**PROVIDED PASSAGE**
To examine how living conditions might affect cancer development, Matthew During of The Ohio State University Comprehensive Cancer Center and colleagues raised mice in either standard laboratory housing (five mice per cage) or in an enriched environment with more room, a greater number of mice (18 to 20 animals), and more challenges and activities (running wheels, tunnels, toys, mazes and nesting material). Mice were then injected with tumor cells, which led to malignancies in all of the control animals within 15 days. By contrast, the rate of tumor formation in animals living in the enriched environment was significantly delayed, and 15 percent had not developed tumors after nearly three weeks; when tumors were visible, they were 43 percent smaller than the lesions on control animals.

"Up front, we didn't really know whether this would be good or bad for cancer," says During, professor of molecular virology, immunology and medical genetics. "We were amazed that the effect was very pronounced," he adds. The study was published online July 8 in Cell .

The cancer resistance was not simply due to increased physical activity, however, because animals that only exercised more did not experience the same benefits. During says he suspects that the key may lie in the more diverse social encounters experienced by the mice in the enhanced environment.

"These [enriched] environments are somewhat stressful for the animals. They're not in a happy place," During says. "It's a more wild, challenging environment."

Consistent with this, the animals in the augmented setting had a slightly elevated stress hormone level as well as stronger immune systems. During noted that the most consistent and dramatic finding, however, was a nearly 90 percent drop in leptin, a hormone produced by fat that helps regulate metabolism. In humans elevated leptin levels are associated with a greater risk of some cancers, including melanoma, breast and prostate malignancies.

**WHAT THIS TASK INVOLVES**
From the passage on mouse living conditions and cancer, list every challenge or activity named as part of the enriched environment.

**DATA PROVIDED**
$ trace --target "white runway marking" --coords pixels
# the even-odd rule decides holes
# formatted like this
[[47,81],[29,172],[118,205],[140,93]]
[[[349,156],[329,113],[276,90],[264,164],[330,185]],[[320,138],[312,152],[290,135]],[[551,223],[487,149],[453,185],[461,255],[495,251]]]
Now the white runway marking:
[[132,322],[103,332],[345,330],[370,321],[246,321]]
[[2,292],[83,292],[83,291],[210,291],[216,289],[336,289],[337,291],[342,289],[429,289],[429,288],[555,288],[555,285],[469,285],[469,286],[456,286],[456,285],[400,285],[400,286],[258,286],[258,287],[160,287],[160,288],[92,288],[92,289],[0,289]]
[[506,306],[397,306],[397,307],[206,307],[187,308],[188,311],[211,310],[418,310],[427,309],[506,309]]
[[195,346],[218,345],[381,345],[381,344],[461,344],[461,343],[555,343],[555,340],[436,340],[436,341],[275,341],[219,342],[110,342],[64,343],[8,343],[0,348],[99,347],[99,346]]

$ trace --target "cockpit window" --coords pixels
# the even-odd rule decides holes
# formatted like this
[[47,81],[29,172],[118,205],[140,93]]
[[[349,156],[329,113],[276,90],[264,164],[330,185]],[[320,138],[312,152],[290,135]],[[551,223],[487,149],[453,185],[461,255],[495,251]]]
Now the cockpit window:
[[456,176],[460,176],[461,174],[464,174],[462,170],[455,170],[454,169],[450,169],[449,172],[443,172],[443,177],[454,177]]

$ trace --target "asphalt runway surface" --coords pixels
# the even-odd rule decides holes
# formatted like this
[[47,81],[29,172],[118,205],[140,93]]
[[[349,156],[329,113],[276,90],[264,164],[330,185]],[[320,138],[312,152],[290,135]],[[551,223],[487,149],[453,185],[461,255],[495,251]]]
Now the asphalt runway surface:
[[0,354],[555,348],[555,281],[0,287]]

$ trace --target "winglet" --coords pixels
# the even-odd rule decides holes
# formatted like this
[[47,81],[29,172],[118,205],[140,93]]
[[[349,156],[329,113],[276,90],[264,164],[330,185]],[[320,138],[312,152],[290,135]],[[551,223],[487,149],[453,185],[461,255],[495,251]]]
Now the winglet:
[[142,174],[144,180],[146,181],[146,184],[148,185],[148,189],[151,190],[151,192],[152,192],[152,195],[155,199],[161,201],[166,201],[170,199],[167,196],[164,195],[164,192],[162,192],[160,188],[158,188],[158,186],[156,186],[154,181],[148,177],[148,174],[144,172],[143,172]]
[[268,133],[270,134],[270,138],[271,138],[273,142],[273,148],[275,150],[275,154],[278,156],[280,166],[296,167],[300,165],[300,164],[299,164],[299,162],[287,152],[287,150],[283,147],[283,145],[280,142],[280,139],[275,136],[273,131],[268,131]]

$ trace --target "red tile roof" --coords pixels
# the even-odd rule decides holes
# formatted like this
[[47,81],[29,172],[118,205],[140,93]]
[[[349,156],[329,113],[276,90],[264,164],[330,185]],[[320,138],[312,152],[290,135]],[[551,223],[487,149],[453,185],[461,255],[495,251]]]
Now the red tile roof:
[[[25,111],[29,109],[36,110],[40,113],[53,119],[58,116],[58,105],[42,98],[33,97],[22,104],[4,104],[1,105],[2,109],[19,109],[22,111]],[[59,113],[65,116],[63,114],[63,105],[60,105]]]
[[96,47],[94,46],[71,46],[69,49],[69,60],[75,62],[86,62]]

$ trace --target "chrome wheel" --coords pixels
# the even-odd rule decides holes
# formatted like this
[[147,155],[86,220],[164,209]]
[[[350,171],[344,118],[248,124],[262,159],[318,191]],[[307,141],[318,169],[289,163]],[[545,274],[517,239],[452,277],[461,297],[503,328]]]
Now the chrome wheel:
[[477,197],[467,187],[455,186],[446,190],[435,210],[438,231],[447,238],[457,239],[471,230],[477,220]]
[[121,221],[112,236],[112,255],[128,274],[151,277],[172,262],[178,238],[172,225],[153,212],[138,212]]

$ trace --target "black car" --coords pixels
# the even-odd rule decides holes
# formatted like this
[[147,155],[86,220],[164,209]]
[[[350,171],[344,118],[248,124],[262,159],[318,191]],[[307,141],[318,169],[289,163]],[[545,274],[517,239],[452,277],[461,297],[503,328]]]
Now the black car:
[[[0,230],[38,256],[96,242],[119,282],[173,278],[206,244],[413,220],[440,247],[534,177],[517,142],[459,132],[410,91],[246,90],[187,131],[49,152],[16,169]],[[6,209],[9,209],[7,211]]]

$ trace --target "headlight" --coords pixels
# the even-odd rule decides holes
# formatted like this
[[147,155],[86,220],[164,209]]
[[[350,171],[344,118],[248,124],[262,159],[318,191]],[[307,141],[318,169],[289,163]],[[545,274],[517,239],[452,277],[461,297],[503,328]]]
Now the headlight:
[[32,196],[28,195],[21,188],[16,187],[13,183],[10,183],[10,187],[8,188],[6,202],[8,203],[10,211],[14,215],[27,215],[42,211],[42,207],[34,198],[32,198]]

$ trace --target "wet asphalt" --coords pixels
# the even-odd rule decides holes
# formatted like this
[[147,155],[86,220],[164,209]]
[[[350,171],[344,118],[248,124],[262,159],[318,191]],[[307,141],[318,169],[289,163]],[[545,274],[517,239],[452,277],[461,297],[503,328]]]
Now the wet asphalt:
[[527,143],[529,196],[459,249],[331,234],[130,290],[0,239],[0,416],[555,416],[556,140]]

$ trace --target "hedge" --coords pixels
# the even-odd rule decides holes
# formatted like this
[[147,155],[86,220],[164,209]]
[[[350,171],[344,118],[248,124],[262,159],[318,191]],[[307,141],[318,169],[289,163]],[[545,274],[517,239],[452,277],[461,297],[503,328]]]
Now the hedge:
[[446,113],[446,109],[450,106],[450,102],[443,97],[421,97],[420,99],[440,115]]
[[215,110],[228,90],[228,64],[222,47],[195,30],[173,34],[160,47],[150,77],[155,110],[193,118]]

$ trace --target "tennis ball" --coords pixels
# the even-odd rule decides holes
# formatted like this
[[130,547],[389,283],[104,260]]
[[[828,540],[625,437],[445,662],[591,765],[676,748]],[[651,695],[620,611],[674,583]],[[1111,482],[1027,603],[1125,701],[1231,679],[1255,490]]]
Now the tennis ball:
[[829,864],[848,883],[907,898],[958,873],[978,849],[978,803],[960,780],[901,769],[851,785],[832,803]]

**ANSWER FOR THIS EXERCISE**
running wheels, tunnels, toys, mazes, nesting material